#### [Exercise material]
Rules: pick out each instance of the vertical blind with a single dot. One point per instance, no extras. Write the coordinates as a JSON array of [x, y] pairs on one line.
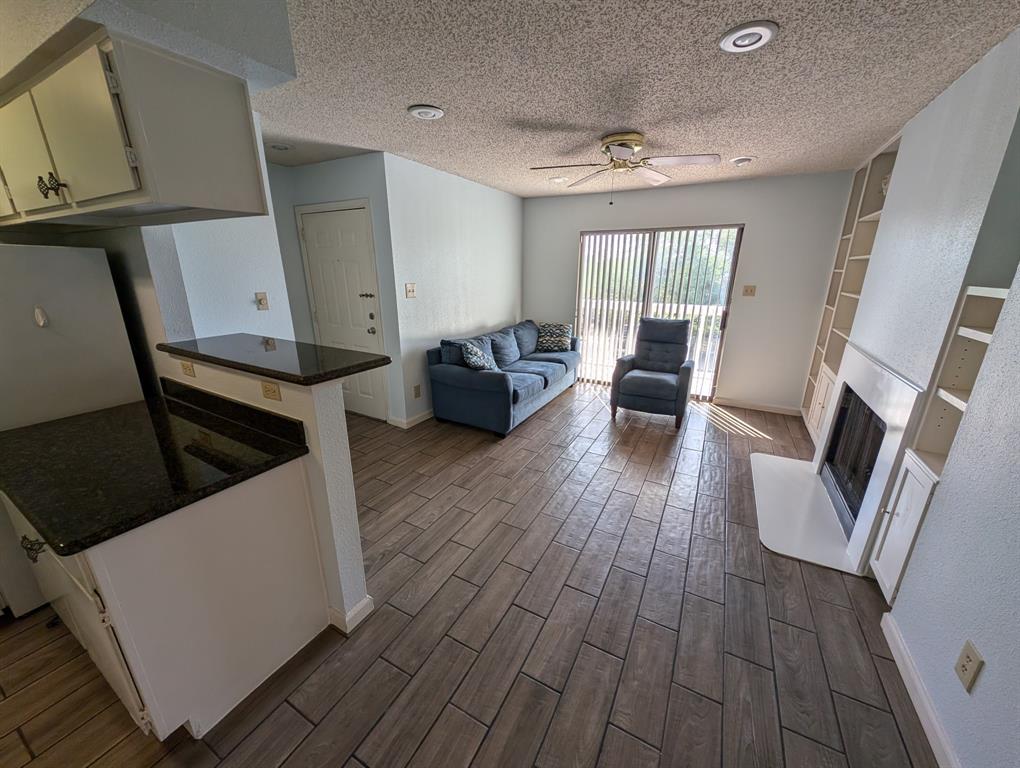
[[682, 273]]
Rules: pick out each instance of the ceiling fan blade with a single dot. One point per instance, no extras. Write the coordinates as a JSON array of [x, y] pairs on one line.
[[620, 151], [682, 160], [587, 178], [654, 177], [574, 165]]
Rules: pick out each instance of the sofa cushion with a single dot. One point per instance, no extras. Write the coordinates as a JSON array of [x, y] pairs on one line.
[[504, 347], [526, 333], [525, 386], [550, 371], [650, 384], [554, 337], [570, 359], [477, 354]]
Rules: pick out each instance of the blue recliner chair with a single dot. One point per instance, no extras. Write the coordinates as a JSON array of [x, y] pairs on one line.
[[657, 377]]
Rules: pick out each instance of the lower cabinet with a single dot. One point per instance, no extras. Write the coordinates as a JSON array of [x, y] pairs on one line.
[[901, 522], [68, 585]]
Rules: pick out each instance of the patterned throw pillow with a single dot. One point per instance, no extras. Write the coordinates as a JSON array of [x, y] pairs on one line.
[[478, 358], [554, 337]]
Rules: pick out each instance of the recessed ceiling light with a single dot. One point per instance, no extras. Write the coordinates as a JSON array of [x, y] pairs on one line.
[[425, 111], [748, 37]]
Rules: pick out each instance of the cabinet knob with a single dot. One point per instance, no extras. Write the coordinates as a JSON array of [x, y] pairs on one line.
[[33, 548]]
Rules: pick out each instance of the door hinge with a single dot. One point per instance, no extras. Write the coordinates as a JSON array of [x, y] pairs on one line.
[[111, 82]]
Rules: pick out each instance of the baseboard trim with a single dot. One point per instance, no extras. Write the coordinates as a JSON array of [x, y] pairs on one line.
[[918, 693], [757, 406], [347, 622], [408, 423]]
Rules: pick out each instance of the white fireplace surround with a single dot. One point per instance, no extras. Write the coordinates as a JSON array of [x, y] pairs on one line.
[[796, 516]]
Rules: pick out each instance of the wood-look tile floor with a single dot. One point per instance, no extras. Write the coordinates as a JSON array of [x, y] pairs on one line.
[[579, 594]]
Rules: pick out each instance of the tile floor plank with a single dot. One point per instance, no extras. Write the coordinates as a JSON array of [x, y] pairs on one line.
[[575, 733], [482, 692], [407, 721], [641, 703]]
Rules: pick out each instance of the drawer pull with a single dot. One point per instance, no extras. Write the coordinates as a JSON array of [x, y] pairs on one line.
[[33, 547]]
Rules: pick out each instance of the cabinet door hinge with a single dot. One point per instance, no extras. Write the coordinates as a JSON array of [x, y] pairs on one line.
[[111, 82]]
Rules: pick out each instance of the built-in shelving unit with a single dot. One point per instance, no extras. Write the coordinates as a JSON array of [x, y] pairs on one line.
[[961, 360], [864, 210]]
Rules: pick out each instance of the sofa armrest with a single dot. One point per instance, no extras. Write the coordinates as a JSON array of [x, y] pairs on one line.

#### [Your task]
Substitute "single marker" for "single dot" throughout all the items above, leave everything else unchanged, and omit the pictures.

#### [Task response]
Rules: pick out each instance of the vertical blind with a single marker. One point per instance, no extras. Write the coordinates as a JSON array of [x, y] pairs on one line.
[[682, 273]]
Rules: pick out each instance of the ceiling fan blade with a single marker. One point per instance, no extras. Write the coordinates as a JSON array of [x, y] pairs on one line.
[[620, 151], [682, 160], [587, 178], [654, 177], [574, 165]]
Rules: pick out each instance of the sofa cushion with a single marker. One point per instance, no extras. Write the coordinates as a JSON array of [x, y] pairs on one line.
[[504, 347], [526, 333], [525, 386], [550, 371], [650, 384], [554, 337], [570, 359], [477, 354]]
Rules: pick out each instance of the blue recliner chair with a single marker. One point per instance, no extras. Write the coordinates as a JSON array of [x, y] pairs on one line.
[[657, 377]]
Rules: pick out each instance of the lower cabinet with a single marker. One point per instance, no extras. Write the coordinates as a JSON array of [x, y] pairs on one line.
[[901, 522], [68, 585]]
Rules: pick out each instance of the patterned throw pillow with a single marker. One point per instance, no extras. Write the coordinates as a JSON array of [x, y] pairs on one line.
[[478, 358], [554, 337]]
Rules: pick out each instance of the recessed ceiling light with a single marker. One point per instance, no extras. Write the coordinates as a JSON array of [x, y] pairs on one line.
[[425, 111], [748, 37]]
Rules: pick out each instance of the cabinet knob with a single marker. One point per instance, no extras. Write the coordinates as a JSON array of [x, y] pairs on one line.
[[33, 548]]
Rules: pick out each instance of the door hinge with a single marker. One point per instance, no extras. Write the coordinates as a JSON array of [x, y] pairs on one line.
[[111, 82]]
Rules: pick out each instance of the baseboard trim with a single marker. One point per instance, no extras. Write the coordinates as a JSON array of [x, y] pairs on one line.
[[918, 693], [757, 406], [347, 622], [408, 423]]
Rules: pick out each instance of the white fireplace surround with a single marker. One point per instance, no extras. Write the coordinates as a JSON array of [x, y] pairs on one line.
[[796, 516]]
Rules: pick out each instance of the wood-look tile floor with a single marker. One point per instance, no extras. Write the coordinates as a JSON array of [x, y] pairs on one line.
[[579, 594]]
Rules: pick out each instance of the tile floor plank with a single marker. One point per instance, no extras. Write the coordinates as a JSON array of [x, y] pairs on one line.
[[575, 733], [482, 692], [407, 721], [641, 703]]
Rules: pick out each instance of the drawer pull with a single marker. One point per instance, no extras. Write the coordinates as a JSON array of [x, y] pairs on one line.
[[33, 547]]
Rules: pick out each instance of the cabinet door hinge with a single marker. One point per instance, no extras. Write the coordinates as a JSON array of [x, y] pairs on one line.
[[111, 82]]
Rules: pick out each instance of the built-in shelving unit with a single marker. One point per instance, no extras. Write the coordinates as a JSON array of [x, y] pairs on one line.
[[961, 360], [864, 210]]
Rules: pick out each instance of the sofa armrest with a single marker. One point per instance, no extras. Write the coordinates as a JSON array of [x, y] pairs on one line.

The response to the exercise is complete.